* START DATASET ENTRIES *

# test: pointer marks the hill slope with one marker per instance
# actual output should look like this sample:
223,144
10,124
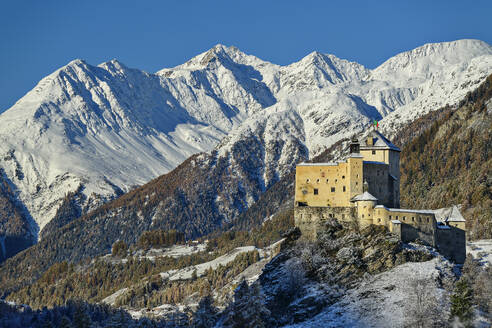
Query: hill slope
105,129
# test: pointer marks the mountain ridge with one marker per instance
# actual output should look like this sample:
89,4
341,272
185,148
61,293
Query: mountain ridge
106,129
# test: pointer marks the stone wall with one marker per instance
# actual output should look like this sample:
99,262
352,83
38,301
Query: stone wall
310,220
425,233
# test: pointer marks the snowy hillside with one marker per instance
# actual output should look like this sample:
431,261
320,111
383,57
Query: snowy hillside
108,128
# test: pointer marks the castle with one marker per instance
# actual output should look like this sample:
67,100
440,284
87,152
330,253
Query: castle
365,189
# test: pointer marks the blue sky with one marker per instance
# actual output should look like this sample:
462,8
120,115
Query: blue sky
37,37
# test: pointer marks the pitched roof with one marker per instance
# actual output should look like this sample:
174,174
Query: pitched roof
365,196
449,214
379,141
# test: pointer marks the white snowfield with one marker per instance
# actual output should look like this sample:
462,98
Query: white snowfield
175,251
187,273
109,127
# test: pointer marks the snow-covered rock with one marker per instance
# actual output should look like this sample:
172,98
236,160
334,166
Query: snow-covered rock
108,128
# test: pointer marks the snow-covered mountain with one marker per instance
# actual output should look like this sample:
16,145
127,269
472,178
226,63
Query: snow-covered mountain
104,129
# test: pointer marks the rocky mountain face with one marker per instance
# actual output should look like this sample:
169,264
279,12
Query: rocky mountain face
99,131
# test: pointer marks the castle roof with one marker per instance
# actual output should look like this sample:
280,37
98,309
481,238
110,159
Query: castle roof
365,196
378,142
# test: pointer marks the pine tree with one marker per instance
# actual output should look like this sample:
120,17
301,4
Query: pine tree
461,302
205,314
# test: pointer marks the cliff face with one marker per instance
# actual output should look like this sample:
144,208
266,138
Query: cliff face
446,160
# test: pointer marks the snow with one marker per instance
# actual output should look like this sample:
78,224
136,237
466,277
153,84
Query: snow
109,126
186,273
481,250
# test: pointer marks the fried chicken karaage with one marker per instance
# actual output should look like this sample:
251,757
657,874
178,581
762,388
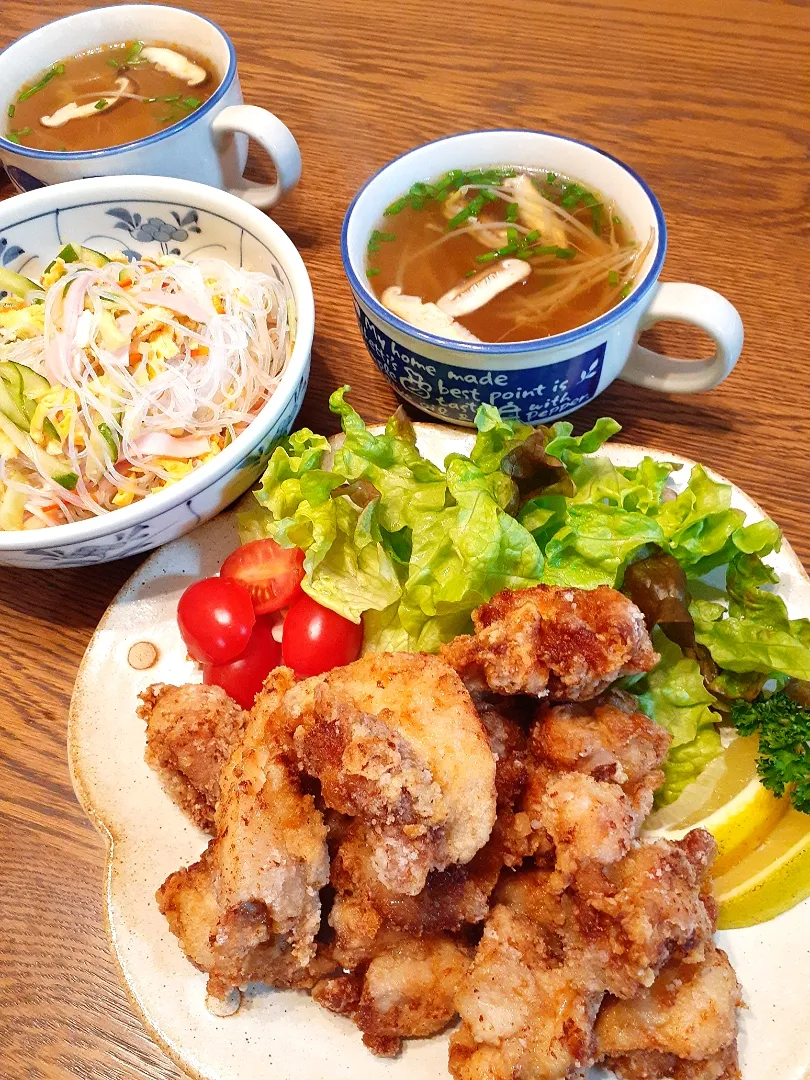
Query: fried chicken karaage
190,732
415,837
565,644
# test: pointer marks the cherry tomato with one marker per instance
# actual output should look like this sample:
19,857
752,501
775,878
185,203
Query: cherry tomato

* END DATASET ENTRIES *
* START DATASET ENTRIES *

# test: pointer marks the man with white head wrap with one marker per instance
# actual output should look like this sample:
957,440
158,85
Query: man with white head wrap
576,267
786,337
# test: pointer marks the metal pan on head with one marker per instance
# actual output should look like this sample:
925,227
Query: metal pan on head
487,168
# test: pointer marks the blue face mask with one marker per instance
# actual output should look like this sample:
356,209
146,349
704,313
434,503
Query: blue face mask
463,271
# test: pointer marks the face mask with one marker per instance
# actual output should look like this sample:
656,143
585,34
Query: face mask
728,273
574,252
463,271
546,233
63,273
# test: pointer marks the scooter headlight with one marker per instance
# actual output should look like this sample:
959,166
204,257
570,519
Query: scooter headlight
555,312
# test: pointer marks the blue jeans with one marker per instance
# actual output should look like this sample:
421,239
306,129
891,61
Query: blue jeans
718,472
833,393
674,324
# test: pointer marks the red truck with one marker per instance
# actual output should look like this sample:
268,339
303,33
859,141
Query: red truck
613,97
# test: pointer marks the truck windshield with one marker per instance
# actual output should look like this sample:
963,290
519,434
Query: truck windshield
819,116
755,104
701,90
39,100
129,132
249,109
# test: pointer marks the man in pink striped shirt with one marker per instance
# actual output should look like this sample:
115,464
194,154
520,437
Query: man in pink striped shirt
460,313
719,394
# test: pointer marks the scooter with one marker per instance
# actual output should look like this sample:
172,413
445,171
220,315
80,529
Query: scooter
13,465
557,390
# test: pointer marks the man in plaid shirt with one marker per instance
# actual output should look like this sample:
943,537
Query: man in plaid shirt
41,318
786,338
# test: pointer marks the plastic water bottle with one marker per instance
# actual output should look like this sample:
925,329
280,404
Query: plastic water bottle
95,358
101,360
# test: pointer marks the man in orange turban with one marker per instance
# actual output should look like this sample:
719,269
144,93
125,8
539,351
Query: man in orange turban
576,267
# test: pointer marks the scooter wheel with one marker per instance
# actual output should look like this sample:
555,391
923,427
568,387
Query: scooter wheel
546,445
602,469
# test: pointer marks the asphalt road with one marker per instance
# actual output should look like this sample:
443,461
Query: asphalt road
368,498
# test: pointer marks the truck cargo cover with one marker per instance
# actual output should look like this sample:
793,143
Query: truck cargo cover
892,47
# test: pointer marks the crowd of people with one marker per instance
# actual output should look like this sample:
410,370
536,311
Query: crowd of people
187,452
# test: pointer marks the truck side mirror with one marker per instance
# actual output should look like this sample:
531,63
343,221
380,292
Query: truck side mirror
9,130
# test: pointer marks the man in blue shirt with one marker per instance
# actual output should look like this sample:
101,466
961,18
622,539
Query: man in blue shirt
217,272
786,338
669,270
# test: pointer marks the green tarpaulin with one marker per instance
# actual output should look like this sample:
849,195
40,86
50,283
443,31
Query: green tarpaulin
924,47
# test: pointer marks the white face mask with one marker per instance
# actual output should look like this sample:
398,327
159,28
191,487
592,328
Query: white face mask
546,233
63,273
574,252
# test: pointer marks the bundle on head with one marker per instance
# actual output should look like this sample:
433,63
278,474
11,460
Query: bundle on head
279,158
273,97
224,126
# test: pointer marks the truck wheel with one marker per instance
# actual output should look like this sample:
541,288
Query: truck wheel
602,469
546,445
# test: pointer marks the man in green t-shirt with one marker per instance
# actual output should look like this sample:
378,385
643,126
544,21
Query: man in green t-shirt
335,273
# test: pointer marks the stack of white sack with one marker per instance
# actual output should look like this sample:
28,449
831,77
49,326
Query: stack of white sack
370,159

* END DATASET ENTRIES *

§ WHAT YOU WILL DO
Please print the stretch of entries from the line containing "# test: pointer marks the fried" through the line containing "Query: cherry tomato", both ends included, leaving out any pictures.

§ WRITTEN RESPONSE
# test: pointer marks the fried chicken karaage with one marker per instance
# actual output should look like this sample:
251,757
657,874
178,581
762,388
Query: fried chicken karaage
190,732
415,837
565,644
# test: pointer marks the cherry tomato with one marker per instance
# actual output should look like this sample:
19,857
752,501
775,878
185,203
Query: cherry tomato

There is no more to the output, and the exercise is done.